• WHAT YOU WILL DO:
All entries are to be quoted exactly; the images stay out of the copy.

Stored records:
───
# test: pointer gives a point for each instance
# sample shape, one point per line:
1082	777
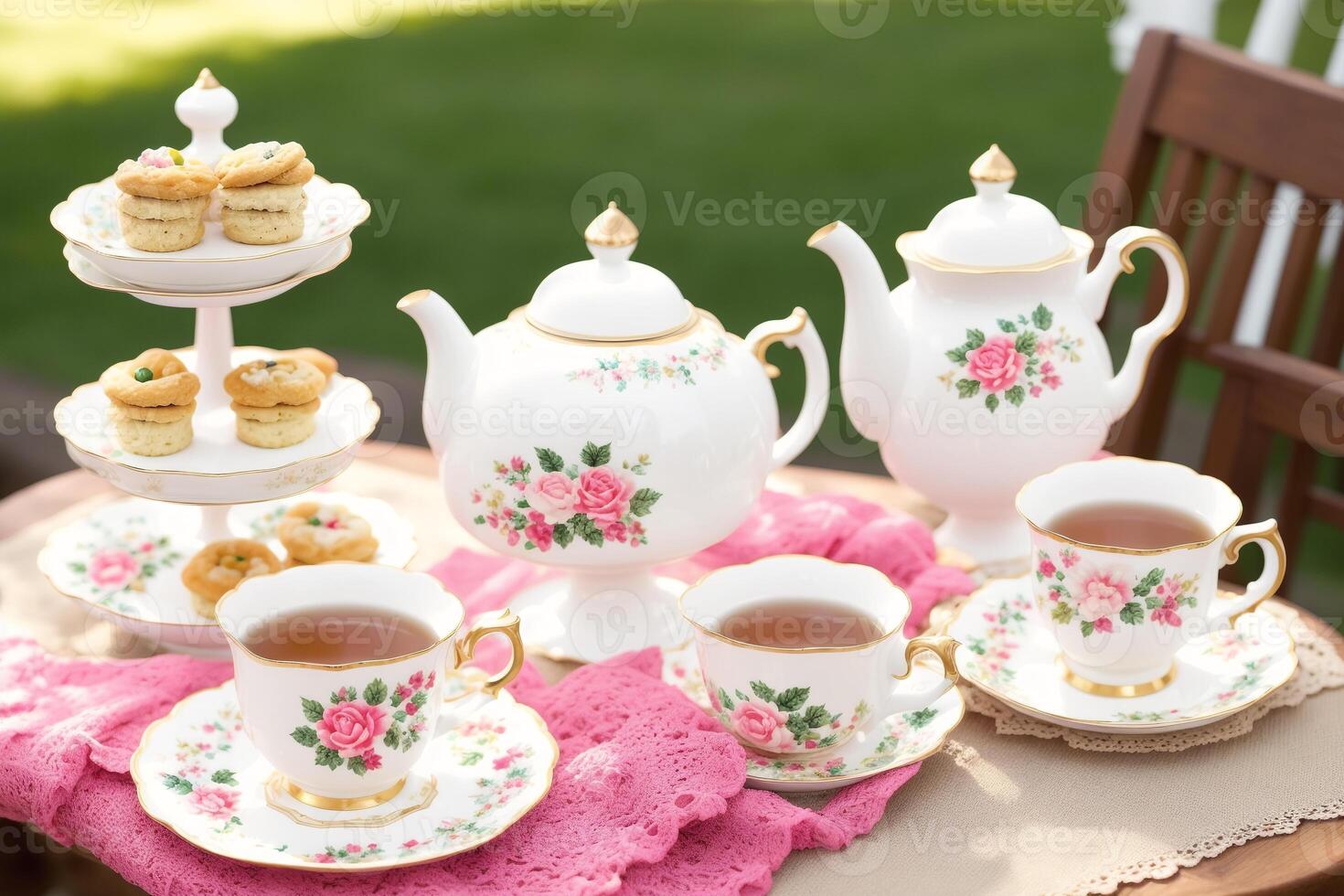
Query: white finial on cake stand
206	108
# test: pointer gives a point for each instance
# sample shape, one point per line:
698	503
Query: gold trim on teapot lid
612	229
994	166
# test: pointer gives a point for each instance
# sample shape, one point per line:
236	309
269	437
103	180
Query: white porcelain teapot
606	427
987	368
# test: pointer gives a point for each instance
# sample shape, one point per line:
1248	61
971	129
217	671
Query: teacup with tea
339	670
798	653
1125	559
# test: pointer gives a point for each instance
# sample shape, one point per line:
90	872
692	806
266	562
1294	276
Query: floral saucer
197	774
1008	655
125	560
878	746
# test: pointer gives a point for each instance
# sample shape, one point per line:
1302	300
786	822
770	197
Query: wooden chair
1232	131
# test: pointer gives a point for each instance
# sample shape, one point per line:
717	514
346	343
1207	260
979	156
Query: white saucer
125	560
197	774
217	468
93	275
1008	655
88	219
880	746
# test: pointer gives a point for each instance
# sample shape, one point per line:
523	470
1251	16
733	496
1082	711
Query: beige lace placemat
1320	667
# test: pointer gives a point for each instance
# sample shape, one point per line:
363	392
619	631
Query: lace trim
1167	864
1320	667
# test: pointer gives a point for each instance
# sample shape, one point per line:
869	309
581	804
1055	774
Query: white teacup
797	700
1120	614
345	736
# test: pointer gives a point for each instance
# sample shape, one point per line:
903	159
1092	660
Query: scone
322	532
151	402
220	566
276	400
277	426
261	194
163	200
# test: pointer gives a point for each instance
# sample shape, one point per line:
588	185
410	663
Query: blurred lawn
474	136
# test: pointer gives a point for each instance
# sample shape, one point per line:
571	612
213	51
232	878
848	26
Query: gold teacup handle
───
• RESPONSE TO THIS EXERCISE:
# test: pointer gives a point for each instance
# sample shape, one point per line:
1082	777
Query: white finial on cake stand
206	108
# test: pointer gives a point for each instance
# sample shape, one point per line:
698	503
Query: gold trim on teapot lid
612	229
994	166
# test: pointer gives a point for each instance
# sample shape, one point per line:
236	309
269	437
103	180
Query: white porcelain teapot
606	427
987	368
# test: pointer gives a point for each instance
# sample shape, one point per line:
1248	61
971	129
217	671
Query: teacup with tea
339	670
798	653
1125	559
# test: pointer gives a point for each instance
# sample shape, one point per line:
90	872
692	806
266	562
1294	276
Query: floral saucer
197	774
1008	655
125	560
878	746
# test: pointer gives a point for each instance
# sample shape, one point per line:
1302	300
786	822
770	197
Query: wooden chair
1232	131
# test: pointer gives a point for each instance
# sample shape, one point per line:
717	514
346	343
1207	260
979	156
Query: white saucer
125	560
197	774
217	468
93	275
1008	655
88	219
880	746
# test: pointer gives a point for each instance
# sample shape, one point per line:
523	470
1251	16
733	496
1082	711
Query: beige lace placemat
1320	667
# test: pointer gives a point for each instance
# sample shape, one point per line:
363	392
619	631
Query: lace trim
1167	864
1320	667
# test: pointer gives a point for each instance
# sample shape, one point per line:
869	309
581	804
1055	774
Query: white teacup
797	700
1120	614
345	736
# test: pointer gives a point for each instance
# sample shape, one point per line:
903	159
1092	660
Query: scone
322	532
151	402
220	566
276	400
277	426
261	194
163	200
# test: pointer gives a point for each instance
# sample shape, one point per line:
588	185
410	663
Query: blurred lawn
474	136
# test: pointer gives a point for each instance
# sample shape, one point per line:
571	612
213	51
232	878
848	26
Query: gold teacup handle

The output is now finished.